** What is expected **
From the passage on health savings accounts and adjusted gross income, extract verbatim the portion that opens with the words containing "Why is HSA an" and closes with "care saving plans.".

Reason for using HSA as an adjustment by the congress
Congress allows adjustments to income for HSAs to encourage individuals to make better-informed decisions about healthcare needs. HSAs avail high deductible health plans (HDHP), which are with tax exempted saving accounts ( Weltman, 2017).
Why is HSA an adjustment rather than a deduction from AGI?
The HSAs should be an adjustment rather than a deduction from AGI because changes help to reduce the tax liability of taxpayers by reducing AGI. The AGI availed to the Tax return systems assist in determining the below lines of the AGI; hence the determination of modified adjusted gross income (MAGI). The HSAs deductions help in encouraging many individuals to enroll in health care saving plans.
Effect of changing HSA into deduction from AGI
Switching HSAs into deductions from AGI will affect the AGI and consequently affecting the taxable income of the individual. Besides, this will discourage patients from participating in Health care saving plans since the tax code will not be favorable to the participants of the health care plans.
Importance of AGI in tax liability determination
AGI directly determines the various deductions and credits an individual may claim from tax return hence influencing the tax liability of the taxpayer. In this case, the lower the AGI, the higher the deductions and credits the individual is eligible to receive, therefore, decreased tax.

** Given information **
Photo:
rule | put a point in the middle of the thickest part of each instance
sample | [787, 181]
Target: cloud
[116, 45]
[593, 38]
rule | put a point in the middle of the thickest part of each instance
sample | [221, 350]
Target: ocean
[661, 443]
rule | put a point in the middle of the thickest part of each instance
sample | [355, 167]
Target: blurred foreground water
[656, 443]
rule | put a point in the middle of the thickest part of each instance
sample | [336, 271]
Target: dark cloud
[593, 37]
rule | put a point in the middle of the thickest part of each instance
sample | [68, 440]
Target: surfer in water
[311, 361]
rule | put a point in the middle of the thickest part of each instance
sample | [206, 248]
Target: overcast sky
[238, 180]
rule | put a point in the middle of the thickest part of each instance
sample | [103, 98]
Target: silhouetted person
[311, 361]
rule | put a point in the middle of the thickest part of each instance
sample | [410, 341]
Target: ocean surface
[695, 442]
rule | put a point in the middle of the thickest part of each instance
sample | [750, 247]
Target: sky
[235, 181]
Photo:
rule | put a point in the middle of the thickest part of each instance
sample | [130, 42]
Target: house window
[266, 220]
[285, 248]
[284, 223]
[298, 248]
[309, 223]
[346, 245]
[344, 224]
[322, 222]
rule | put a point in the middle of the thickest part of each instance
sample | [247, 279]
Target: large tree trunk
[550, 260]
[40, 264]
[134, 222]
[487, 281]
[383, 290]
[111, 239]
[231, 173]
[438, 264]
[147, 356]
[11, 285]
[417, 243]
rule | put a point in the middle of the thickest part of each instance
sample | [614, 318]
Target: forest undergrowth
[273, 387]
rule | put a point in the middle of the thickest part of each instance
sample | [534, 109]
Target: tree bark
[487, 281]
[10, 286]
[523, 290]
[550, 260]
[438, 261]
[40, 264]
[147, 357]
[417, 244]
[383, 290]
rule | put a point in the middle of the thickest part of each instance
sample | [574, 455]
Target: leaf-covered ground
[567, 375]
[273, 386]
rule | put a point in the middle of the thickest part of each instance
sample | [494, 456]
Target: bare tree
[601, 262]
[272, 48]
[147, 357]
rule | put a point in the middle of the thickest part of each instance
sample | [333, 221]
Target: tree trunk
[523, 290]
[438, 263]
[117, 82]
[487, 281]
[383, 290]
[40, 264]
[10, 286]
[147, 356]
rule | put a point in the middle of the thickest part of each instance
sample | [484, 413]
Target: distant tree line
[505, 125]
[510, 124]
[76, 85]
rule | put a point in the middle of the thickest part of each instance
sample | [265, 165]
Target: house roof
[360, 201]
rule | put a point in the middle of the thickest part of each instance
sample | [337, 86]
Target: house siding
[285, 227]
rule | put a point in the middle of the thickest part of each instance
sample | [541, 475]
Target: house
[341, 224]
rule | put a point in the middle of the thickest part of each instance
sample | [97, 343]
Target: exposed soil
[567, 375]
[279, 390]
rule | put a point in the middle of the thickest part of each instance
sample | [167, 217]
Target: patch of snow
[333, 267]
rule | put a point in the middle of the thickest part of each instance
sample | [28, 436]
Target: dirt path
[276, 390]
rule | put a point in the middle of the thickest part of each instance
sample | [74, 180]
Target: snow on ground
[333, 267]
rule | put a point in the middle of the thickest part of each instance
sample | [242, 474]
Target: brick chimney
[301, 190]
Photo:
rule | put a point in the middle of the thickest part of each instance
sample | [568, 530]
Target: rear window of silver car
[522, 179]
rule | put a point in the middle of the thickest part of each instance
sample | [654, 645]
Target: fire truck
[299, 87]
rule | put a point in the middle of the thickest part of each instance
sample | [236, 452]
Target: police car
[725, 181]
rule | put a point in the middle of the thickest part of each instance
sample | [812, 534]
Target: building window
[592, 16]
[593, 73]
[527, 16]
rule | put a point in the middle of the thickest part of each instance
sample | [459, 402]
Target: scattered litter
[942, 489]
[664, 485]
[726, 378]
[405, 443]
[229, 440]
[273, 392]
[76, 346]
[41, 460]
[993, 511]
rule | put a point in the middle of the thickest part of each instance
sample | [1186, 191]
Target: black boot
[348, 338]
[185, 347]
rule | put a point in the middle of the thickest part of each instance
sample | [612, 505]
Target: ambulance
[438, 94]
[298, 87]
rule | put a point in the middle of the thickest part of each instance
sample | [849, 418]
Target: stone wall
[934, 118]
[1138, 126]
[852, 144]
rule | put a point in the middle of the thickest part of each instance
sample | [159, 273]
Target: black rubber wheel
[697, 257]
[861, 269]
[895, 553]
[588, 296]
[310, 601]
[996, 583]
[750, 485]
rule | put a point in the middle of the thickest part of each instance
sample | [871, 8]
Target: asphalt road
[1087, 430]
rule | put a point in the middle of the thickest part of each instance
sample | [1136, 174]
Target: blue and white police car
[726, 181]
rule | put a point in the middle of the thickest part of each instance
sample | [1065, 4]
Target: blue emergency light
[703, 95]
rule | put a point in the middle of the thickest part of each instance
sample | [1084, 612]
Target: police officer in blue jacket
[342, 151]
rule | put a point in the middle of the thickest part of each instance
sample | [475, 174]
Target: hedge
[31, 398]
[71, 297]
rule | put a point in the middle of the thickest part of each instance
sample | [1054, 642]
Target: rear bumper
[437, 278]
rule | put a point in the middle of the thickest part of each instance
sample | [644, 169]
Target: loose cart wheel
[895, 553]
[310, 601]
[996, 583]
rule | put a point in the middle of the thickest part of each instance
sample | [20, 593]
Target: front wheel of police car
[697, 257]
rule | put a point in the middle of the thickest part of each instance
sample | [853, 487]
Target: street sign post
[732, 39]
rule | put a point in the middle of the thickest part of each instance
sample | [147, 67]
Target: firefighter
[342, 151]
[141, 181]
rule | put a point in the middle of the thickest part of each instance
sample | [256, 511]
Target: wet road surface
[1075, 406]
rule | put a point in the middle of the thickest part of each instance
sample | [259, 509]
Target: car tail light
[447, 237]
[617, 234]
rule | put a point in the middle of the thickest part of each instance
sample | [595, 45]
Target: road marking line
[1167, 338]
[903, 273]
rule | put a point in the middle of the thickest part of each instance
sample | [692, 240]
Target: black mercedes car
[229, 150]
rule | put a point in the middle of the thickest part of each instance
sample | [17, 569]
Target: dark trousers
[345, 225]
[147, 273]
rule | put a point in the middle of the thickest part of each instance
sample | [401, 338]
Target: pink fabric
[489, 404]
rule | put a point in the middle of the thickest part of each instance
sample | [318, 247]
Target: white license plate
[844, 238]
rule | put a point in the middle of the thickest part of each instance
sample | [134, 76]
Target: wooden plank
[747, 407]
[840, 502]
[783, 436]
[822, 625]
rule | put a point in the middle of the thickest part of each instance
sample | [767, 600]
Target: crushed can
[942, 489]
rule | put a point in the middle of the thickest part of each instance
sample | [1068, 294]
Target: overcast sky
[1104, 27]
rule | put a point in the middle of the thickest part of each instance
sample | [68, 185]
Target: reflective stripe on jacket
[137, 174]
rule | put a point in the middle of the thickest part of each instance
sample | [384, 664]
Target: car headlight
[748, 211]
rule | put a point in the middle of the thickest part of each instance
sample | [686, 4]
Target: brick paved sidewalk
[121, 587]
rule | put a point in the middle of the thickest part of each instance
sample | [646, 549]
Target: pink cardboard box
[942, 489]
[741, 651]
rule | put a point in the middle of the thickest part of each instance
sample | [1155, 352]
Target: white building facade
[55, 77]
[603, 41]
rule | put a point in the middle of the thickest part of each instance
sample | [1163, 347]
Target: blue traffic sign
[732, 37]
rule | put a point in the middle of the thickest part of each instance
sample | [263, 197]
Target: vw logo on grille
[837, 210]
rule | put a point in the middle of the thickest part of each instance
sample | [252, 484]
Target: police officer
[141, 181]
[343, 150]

** Task response **
Why is HSA an adjustment rather than a deduction from AGI?
The HSAs should be an adjustment rather than a deduction from AGI because changes help to reduce the tax liability of taxpayers by reducing AGI. The AGI availed to the Tax return systems assist in determining the below lines of the AGI; hence the determination of modified adjusted gross income (MAGI). The HSAs deductions help in encouraging many individuals to enroll in health care saving plans.